***** Extracted information

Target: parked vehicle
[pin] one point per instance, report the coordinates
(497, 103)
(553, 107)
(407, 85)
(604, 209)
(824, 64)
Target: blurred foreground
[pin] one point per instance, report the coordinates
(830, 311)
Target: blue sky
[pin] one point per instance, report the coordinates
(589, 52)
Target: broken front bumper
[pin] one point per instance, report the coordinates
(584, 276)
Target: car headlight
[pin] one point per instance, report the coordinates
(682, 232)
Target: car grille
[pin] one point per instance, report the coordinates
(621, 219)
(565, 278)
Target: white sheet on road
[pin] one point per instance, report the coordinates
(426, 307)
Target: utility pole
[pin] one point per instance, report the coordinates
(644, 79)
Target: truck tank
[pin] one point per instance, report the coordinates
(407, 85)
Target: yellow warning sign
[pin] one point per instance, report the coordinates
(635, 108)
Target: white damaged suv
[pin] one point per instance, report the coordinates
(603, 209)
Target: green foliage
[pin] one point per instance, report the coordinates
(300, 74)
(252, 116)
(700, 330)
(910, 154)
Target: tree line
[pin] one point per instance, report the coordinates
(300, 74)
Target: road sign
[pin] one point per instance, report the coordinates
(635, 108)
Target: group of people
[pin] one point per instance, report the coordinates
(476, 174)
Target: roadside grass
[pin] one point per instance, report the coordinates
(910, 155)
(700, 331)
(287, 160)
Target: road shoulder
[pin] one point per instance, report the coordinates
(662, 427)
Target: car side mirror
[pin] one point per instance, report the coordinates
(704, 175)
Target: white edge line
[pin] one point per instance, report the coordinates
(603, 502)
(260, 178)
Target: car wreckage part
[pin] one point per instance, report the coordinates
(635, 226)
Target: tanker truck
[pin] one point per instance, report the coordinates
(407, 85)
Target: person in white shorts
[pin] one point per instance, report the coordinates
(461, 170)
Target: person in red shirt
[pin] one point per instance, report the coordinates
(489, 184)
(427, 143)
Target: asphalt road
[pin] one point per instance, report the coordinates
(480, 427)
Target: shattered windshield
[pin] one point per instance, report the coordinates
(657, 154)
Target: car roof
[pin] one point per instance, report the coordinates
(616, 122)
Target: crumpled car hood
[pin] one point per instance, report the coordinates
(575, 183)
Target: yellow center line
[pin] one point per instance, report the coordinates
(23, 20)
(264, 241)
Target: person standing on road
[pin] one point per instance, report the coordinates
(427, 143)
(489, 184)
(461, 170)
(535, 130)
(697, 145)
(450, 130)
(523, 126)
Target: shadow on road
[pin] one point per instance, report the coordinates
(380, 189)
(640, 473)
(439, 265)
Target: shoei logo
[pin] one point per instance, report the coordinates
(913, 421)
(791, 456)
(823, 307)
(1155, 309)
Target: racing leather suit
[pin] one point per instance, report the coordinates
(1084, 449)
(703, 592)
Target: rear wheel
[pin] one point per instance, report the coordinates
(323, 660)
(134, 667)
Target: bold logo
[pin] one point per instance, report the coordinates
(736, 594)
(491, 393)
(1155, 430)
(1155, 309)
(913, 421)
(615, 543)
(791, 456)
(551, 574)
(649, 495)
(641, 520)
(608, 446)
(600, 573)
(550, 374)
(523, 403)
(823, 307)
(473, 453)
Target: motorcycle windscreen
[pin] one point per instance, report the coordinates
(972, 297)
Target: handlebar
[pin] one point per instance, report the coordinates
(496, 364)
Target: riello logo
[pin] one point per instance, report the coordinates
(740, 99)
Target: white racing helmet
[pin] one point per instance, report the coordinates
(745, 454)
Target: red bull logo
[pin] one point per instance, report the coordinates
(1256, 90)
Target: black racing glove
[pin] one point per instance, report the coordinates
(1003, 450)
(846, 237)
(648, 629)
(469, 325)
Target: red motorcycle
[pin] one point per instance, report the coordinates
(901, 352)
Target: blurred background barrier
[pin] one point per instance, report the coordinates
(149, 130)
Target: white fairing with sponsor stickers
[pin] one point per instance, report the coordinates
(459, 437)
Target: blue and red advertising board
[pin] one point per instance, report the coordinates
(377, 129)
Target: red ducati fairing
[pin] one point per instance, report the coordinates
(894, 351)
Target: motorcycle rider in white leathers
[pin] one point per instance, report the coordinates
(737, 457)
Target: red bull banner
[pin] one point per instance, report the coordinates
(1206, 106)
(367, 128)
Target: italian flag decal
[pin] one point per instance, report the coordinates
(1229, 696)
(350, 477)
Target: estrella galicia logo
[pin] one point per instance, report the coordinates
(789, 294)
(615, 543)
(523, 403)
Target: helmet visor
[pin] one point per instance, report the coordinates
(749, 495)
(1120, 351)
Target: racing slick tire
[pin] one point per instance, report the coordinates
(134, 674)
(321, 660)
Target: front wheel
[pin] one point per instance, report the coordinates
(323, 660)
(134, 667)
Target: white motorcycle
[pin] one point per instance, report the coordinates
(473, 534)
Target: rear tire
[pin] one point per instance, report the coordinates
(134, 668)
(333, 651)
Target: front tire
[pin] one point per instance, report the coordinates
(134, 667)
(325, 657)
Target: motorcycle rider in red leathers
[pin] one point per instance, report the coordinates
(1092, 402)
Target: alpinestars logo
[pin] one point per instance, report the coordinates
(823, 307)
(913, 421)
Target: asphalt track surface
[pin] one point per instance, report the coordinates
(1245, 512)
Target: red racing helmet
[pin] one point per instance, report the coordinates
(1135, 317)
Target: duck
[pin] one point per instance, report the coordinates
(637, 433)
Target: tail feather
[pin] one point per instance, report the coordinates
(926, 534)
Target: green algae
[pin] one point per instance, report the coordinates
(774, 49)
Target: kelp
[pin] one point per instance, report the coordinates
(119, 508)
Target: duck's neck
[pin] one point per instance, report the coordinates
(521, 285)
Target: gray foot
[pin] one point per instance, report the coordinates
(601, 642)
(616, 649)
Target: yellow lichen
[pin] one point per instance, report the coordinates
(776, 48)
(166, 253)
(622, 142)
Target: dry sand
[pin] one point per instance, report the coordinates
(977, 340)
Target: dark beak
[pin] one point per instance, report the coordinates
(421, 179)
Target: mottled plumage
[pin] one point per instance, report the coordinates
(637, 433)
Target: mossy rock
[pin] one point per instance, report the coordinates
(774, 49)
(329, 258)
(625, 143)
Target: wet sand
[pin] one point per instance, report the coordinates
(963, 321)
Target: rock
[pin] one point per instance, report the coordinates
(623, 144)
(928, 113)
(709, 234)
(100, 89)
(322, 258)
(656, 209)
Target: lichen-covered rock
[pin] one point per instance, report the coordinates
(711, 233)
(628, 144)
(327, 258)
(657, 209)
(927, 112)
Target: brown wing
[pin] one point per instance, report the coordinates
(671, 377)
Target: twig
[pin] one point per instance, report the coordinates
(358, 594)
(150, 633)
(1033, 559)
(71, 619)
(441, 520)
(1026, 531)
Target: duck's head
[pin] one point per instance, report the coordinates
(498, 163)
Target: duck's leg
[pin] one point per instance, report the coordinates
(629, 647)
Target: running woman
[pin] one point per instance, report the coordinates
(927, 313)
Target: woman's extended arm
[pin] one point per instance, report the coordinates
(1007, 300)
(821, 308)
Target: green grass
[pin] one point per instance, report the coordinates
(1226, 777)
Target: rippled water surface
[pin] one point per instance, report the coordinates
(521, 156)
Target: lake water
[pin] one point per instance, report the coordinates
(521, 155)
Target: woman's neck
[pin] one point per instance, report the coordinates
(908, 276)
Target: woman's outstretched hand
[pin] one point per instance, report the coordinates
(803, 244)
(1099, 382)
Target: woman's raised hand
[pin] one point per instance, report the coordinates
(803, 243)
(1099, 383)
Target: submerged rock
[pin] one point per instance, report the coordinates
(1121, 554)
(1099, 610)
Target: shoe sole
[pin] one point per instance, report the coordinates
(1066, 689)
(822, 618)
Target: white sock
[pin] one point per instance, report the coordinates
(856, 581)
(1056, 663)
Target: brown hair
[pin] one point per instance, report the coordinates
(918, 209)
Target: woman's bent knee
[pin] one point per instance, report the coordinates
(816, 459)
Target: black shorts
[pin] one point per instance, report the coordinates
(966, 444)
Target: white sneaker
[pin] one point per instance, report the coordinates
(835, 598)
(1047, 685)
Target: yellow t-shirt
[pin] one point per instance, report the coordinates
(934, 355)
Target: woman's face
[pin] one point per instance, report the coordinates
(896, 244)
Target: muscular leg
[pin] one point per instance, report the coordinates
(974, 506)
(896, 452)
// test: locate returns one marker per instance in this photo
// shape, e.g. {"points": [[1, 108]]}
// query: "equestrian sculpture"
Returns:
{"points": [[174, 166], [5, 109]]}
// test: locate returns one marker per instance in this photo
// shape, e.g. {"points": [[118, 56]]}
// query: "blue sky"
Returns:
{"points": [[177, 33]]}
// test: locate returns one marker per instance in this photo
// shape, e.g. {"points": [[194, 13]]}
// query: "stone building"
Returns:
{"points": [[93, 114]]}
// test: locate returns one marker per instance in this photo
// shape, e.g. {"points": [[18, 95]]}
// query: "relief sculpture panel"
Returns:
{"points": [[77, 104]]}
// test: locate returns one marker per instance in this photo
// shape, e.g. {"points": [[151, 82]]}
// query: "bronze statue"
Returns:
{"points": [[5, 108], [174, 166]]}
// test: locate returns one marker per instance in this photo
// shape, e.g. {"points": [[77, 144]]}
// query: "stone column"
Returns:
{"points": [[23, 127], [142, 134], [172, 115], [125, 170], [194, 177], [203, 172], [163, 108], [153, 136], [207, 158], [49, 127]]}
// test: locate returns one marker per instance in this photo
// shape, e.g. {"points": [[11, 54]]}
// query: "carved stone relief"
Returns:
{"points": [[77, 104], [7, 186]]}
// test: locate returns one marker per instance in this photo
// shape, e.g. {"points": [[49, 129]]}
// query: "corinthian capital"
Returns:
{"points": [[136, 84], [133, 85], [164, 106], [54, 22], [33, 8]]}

**********

◆ **Exercise description**: Which lines of the entries above contain the word "white"? Copy each of them.

◆ **Result of this task**:
Target: white sheet on road
Target: white damaged suv
Target: white edge line
Target: person in white shorts
Target: white racing helmet
Target: white fairing with sponsor stickers
Target: motorcycle rider in white leathers
Target: white motorcycle
Target: white sock
Target: white sneaker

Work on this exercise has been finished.